## Exercise requirements
Return each line of the records holding the string "wall".

--- Dataset records Enclosed Below ---

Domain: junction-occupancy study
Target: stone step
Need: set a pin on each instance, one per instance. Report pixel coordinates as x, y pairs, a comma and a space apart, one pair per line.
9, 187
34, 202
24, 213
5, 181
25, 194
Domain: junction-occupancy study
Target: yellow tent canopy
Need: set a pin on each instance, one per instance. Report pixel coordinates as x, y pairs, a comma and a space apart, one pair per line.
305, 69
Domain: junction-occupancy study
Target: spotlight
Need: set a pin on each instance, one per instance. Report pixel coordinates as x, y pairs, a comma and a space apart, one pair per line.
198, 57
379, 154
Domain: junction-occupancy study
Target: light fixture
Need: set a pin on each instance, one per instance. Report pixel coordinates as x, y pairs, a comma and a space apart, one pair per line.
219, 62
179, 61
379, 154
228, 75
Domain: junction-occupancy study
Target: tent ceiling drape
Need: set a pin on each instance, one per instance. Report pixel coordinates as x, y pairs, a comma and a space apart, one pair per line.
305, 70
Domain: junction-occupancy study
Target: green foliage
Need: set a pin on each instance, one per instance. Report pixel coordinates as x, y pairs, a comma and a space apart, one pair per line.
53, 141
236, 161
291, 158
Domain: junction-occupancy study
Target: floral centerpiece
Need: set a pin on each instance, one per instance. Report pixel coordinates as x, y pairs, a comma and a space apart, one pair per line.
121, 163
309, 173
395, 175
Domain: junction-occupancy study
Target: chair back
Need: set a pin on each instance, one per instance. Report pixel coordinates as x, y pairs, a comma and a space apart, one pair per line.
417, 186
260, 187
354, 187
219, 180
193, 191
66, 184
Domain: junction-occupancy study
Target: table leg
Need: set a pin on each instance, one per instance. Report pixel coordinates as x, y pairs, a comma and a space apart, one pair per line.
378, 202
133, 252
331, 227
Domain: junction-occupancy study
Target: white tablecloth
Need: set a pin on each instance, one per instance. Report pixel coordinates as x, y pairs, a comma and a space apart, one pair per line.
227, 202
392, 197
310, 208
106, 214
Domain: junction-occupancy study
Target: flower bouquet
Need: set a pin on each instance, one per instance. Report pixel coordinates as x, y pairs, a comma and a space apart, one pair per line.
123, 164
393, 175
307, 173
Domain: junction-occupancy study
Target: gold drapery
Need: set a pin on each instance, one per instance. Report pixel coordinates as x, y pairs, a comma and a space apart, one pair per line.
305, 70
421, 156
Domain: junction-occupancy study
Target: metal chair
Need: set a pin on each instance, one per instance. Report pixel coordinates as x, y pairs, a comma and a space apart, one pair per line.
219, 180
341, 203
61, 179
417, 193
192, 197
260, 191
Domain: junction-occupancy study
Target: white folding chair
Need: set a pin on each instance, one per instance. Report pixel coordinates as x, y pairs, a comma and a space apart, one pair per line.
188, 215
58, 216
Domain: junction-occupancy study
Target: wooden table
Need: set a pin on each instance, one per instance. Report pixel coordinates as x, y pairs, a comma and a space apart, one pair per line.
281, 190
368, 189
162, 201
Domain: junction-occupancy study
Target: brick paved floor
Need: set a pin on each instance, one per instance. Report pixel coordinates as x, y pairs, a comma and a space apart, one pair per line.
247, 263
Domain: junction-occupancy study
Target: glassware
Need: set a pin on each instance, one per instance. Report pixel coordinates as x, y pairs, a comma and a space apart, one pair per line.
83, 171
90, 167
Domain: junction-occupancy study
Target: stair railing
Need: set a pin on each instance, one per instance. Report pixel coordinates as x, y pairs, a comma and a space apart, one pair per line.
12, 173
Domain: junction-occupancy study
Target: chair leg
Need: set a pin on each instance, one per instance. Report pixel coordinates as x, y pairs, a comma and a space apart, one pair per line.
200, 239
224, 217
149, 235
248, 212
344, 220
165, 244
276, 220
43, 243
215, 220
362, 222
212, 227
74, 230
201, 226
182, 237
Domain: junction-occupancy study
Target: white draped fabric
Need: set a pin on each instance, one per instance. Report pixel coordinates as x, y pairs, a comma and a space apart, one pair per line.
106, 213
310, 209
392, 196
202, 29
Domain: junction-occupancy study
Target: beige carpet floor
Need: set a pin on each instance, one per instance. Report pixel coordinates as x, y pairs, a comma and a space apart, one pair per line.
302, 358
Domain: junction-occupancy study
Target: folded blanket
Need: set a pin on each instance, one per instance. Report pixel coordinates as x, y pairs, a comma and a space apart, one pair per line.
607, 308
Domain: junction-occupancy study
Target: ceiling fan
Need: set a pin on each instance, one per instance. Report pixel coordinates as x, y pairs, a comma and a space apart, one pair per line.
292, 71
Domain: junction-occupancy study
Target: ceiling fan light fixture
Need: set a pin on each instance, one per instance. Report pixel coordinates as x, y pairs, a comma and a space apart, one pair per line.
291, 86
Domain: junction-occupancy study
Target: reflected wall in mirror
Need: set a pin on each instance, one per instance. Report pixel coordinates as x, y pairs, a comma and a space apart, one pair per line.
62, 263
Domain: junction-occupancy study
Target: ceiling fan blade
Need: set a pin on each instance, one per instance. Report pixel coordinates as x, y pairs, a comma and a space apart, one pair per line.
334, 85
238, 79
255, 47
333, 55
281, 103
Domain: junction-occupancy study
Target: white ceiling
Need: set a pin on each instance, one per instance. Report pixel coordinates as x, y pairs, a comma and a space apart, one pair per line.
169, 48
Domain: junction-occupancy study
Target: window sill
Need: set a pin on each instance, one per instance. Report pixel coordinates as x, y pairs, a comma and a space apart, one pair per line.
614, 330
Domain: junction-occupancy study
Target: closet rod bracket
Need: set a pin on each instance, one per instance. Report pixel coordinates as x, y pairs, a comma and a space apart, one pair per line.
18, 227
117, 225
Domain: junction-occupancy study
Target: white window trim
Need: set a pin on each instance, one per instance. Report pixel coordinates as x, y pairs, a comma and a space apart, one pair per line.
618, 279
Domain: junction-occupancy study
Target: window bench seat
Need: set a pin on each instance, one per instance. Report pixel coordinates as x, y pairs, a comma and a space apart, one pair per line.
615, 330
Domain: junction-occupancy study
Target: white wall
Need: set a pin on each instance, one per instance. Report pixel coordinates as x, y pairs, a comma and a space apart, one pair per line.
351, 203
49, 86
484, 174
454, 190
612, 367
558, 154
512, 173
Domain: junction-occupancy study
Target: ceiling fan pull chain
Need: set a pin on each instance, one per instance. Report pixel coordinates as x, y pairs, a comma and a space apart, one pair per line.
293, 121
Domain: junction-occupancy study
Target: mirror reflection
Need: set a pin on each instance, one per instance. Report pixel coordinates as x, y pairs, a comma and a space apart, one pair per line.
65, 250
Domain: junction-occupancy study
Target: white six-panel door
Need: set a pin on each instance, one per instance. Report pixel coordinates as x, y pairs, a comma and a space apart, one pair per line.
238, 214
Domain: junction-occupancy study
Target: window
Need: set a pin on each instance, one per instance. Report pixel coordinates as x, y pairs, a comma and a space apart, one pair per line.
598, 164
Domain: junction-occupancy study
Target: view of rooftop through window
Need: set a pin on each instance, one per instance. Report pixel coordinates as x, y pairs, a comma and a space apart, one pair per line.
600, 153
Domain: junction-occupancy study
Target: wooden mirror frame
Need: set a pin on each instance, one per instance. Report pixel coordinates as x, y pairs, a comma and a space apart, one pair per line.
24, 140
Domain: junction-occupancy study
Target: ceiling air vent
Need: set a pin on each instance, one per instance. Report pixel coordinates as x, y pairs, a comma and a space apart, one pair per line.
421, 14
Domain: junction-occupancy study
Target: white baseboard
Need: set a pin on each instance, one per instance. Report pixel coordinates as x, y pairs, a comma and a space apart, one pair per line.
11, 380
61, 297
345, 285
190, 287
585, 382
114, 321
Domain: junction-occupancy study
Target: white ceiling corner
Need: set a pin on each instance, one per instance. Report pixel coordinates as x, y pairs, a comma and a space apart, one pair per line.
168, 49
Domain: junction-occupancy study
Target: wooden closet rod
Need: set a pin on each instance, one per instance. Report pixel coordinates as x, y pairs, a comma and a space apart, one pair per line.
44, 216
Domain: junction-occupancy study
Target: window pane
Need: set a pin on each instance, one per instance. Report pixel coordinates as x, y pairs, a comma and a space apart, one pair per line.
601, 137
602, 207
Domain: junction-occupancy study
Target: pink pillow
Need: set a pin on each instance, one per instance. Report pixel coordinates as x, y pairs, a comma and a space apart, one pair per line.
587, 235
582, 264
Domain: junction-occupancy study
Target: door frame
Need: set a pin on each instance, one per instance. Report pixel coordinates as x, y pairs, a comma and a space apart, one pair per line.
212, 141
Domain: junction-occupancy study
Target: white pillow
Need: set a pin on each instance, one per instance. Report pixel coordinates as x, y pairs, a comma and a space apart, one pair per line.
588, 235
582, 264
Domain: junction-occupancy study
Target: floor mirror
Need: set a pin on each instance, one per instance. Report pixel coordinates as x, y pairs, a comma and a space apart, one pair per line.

--- End of Enclosed Dataset records ---

## Reply to the exercise
Target: reflected wall in mirror
Target: white wall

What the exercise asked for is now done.